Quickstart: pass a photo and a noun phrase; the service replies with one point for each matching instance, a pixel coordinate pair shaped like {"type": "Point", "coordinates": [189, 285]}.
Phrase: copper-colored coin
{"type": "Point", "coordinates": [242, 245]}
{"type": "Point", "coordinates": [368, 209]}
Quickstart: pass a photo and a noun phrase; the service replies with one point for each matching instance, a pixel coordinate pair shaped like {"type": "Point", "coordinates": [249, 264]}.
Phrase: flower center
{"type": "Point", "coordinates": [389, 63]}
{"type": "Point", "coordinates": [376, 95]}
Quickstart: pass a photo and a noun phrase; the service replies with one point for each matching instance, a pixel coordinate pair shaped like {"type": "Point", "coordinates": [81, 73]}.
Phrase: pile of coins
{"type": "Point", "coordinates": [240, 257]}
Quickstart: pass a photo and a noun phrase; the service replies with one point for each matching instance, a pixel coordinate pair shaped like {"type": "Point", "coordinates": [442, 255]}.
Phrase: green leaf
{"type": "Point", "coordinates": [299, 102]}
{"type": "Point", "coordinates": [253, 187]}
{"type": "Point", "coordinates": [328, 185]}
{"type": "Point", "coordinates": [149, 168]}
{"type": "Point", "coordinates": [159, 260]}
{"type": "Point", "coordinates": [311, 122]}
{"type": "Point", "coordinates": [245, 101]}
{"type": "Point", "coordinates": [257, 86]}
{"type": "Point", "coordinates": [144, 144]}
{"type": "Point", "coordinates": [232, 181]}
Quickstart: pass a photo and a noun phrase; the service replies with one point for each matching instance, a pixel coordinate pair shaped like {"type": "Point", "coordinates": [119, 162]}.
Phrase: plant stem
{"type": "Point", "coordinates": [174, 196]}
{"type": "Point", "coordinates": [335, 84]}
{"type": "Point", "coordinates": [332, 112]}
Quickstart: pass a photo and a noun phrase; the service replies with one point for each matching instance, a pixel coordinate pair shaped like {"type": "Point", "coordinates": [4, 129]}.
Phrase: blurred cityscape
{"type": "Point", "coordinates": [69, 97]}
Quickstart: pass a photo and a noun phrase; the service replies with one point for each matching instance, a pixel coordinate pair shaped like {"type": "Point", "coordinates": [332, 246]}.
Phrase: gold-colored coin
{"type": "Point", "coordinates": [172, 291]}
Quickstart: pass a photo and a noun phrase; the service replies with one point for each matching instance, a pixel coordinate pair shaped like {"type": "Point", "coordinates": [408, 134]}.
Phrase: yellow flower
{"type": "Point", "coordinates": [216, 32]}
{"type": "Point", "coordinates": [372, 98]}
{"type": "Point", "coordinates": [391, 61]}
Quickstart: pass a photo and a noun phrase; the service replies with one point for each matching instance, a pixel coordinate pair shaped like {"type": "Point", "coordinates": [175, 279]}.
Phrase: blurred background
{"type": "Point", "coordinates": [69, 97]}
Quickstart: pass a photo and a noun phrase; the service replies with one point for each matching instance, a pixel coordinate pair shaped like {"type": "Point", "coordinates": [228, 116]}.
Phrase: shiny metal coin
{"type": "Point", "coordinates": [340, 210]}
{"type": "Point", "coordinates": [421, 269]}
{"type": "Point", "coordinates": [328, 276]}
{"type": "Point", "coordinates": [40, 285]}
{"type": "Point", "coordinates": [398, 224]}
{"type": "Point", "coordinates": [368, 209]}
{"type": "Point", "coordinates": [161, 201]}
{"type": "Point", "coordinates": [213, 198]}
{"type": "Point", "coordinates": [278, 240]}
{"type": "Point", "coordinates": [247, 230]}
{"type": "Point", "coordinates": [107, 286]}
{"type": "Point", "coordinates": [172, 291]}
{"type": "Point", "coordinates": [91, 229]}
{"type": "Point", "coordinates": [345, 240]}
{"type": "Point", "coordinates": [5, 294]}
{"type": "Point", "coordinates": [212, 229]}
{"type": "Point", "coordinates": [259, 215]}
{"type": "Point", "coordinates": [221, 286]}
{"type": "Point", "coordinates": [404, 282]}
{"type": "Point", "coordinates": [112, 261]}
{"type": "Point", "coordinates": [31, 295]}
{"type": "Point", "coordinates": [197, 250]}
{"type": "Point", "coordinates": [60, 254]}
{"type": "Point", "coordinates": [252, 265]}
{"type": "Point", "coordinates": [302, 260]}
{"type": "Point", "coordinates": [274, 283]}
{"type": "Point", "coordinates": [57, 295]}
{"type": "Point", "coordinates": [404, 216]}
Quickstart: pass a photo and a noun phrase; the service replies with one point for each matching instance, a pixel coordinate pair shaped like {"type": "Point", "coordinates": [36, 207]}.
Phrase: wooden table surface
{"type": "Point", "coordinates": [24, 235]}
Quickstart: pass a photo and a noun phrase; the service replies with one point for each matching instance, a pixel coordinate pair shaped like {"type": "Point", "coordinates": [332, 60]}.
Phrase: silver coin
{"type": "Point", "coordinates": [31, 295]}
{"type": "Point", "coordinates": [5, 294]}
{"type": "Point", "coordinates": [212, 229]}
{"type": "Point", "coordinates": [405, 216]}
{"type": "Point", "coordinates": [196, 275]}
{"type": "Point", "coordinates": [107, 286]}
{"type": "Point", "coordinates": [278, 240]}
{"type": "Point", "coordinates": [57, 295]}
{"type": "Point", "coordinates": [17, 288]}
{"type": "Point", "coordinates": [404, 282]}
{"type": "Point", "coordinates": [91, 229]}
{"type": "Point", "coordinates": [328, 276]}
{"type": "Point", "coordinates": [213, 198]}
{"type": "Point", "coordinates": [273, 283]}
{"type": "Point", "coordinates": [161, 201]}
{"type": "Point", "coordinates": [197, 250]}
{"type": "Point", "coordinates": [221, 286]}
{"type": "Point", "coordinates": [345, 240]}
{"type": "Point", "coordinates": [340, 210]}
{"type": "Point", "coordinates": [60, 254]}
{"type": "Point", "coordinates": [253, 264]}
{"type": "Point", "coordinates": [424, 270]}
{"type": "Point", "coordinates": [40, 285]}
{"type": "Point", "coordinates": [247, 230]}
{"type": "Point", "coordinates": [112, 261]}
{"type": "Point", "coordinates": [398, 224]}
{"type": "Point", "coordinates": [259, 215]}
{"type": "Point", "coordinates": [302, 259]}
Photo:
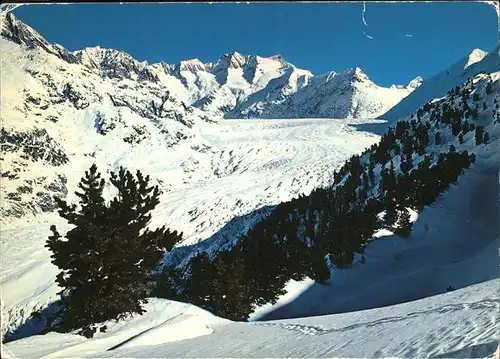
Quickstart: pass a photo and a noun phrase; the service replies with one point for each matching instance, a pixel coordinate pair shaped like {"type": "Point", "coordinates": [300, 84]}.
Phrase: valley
{"type": "Point", "coordinates": [285, 180]}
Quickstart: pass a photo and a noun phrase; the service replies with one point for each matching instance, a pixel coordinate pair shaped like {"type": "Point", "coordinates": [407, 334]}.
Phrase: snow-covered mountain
{"type": "Point", "coordinates": [62, 111]}
{"type": "Point", "coordinates": [236, 85]}
{"type": "Point", "coordinates": [476, 62]}
{"type": "Point", "coordinates": [350, 94]}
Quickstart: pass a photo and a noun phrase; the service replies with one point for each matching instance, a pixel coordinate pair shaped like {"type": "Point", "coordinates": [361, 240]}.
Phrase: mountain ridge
{"type": "Point", "coordinates": [229, 86]}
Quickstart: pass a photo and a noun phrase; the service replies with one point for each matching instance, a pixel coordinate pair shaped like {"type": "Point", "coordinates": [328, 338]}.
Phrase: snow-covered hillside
{"type": "Point", "coordinates": [350, 94]}
{"type": "Point", "coordinates": [476, 62]}
{"type": "Point", "coordinates": [59, 117]}
{"type": "Point", "coordinates": [459, 324]}
{"type": "Point", "coordinates": [236, 85]}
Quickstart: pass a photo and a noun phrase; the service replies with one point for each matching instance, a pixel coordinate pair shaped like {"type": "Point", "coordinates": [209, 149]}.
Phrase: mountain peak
{"type": "Point", "coordinates": [476, 55]}
{"type": "Point", "coordinates": [416, 82]}
{"type": "Point", "coordinates": [358, 75]}
{"type": "Point", "coordinates": [192, 65]}
{"type": "Point", "coordinates": [15, 30]}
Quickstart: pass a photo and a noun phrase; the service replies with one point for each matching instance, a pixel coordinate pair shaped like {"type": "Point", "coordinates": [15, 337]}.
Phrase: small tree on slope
{"type": "Point", "coordinates": [108, 259]}
{"type": "Point", "coordinates": [404, 223]}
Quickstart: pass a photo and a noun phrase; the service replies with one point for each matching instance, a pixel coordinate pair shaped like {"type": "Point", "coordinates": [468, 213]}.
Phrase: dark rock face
{"type": "Point", "coordinates": [35, 145]}
{"type": "Point", "coordinates": [14, 30]}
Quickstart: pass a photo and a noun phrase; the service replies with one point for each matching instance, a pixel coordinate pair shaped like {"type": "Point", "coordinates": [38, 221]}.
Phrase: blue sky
{"type": "Point", "coordinates": [319, 37]}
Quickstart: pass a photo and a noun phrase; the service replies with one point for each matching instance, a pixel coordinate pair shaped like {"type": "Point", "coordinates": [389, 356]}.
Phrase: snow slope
{"type": "Point", "coordinates": [477, 61]}
{"type": "Point", "coordinates": [462, 323]}
{"type": "Point", "coordinates": [351, 94]}
{"type": "Point", "coordinates": [236, 85]}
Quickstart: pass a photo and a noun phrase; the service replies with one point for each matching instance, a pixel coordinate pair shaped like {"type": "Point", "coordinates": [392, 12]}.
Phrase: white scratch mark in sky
{"type": "Point", "coordinates": [364, 20]}
{"type": "Point", "coordinates": [363, 14]}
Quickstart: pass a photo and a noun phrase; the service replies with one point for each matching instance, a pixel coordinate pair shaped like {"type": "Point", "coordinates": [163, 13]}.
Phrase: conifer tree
{"type": "Point", "coordinates": [479, 134]}
{"type": "Point", "coordinates": [488, 88]}
{"type": "Point", "coordinates": [437, 138]}
{"type": "Point", "coordinates": [486, 138]}
{"type": "Point", "coordinates": [404, 225]}
{"type": "Point", "coordinates": [108, 259]}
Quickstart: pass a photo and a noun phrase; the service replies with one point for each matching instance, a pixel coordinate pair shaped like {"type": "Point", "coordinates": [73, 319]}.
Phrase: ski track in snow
{"type": "Point", "coordinates": [313, 330]}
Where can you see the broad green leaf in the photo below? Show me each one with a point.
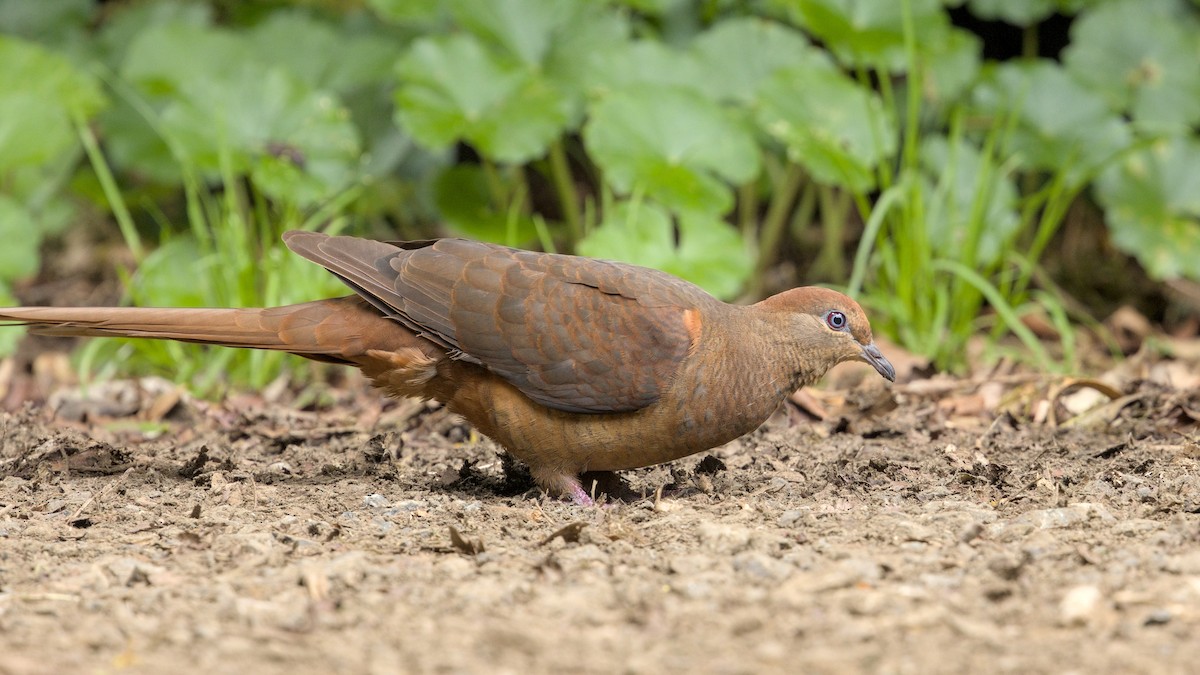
(835, 129)
(166, 58)
(709, 252)
(53, 22)
(333, 58)
(969, 197)
(40, 93)
(868, 33)
(1061, 125)
(762, 48)
(297, 144)
(409, 12)
(951, 65)
(223, 108)
(465, 203)
(10, 338)
(646, 63)
(1144, 58)
(124, 28)
(672, 143)
(1152, 205)
(523, 29)
(655, 7)
(18, 255)
(559, 45)
(582, 48)
(454, 89)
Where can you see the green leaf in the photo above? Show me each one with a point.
(1144, 58)
(1061, 125)
(1024, 12)
(835, 129)
(465, 203)
(46, 22)
(1152, 207)
(762, 48)
(868, 33)
(409, 12)
(454, 89)
(123, 29)
(18, 255)
(646, 63)
(40, 93)
(971, 203)
(221, 107)
(951, 65)
(672, 143)
(522, 29)
(709, 254)
(361, 58)
(10, 338)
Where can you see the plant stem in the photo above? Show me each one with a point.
(777, 219)
(564, 185)
(108, 184)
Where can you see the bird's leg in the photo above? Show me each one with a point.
(562, 483)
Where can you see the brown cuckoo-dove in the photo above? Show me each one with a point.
(571, 364)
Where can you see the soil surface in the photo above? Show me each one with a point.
(385, 537)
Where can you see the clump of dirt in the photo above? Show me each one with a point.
(389, 537)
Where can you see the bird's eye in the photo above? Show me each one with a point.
(835, 320)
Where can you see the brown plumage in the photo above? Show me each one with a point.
(571, 364)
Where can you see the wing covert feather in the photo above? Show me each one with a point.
(571, 333)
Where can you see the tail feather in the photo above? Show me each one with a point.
(329, 330)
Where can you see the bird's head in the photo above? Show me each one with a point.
(829, 328)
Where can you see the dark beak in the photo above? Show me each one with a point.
(873, 356)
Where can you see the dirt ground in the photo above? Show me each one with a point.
(385, 537)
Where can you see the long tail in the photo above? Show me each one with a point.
(333, 330)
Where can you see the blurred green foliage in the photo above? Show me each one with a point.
(705, 137)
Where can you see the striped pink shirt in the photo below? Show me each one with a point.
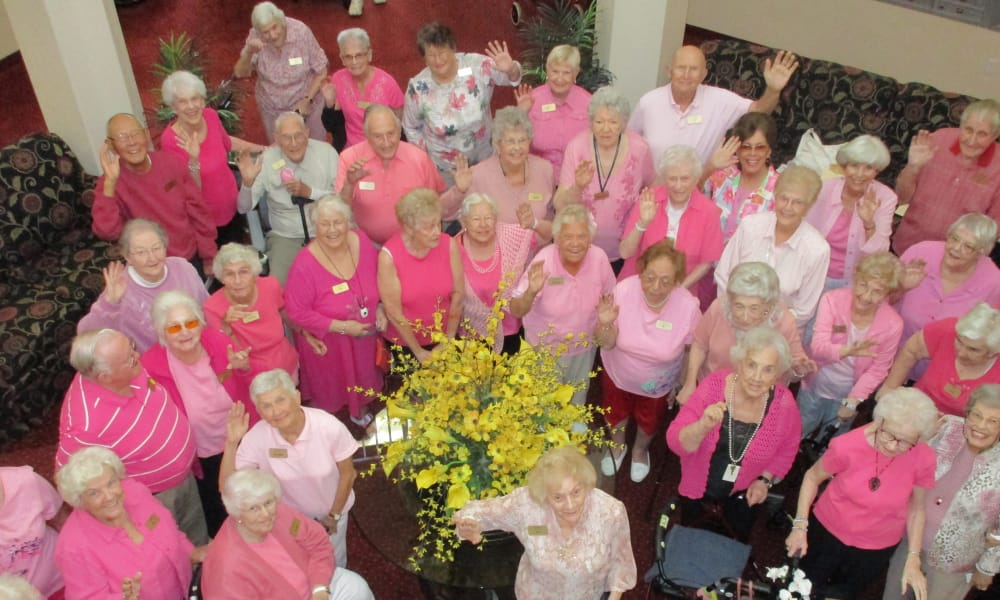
(147, 430)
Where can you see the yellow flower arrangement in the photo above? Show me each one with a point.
(477, 423)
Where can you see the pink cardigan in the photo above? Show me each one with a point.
(773, 448)
(234, 571)
(833, 320)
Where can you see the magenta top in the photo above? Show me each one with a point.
(772, 449)
(218, 186)
(850, 510)
(94, 557)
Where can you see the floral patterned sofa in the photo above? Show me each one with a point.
(838, 101)
(50, 273)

▶ Your objective: Output an exact copy of the lines from the one with "Where can you see the soil" through the closing line of the records, inclusive, without any images.

▶ Exercise answer:
Where can you see the soil surface in the photo above? Show me each one with a point.
(385, 537)
Where can you see the clump of dirt in the photo above? Show me each one with a point.
(389, 537)
Where can you see the bird's eye in the photo above? Show me each one with a point.
(835, 320)
Where can you see the brown plumage in the photo above? Show me each one with a point.
(571, 364)
Where can you see the wing covert feather in the photo above? Show me each one with a point.
(571, 333)
Where can you see the tail feather in the photo above? Show me each one with a point.
(329, 330)
Where can you see the bird's head in the photo above? Show me each one with a point.
(829, 328)
Where can you see the dark beak in the photo above? Show me each one with a point.
(873, 356)
Where can you see the dirt ground in the photo above? Show me each one with a point.
(385, 537)
Where can you see the long tail in the photo above? Show me each one with a point.
(333, 330)
Where can you see the blurred green foliage in the photo above? Show me each one with a point.
(705, 137)
Where can you see the striped pink shirt in the photo below? Show me each one with a point.
(147, 430)
Where can you see the yellow flower arrangement in the photo above? Show me each one with a point.
(477, 423)
Where can you see the pink cardigan in the photo above? Show me each one with a point.
(773, 448)
(234, 571)
(833, 320)
Where can you see the magenta top in the photo above? Show me each one with a point.
(772, 449)
(218, 186)
(850, 510)
(94, 557)
Where can you see the floral patterned sofa in the photo above? Show me each one with a point.
(838, 101)
(50, 273)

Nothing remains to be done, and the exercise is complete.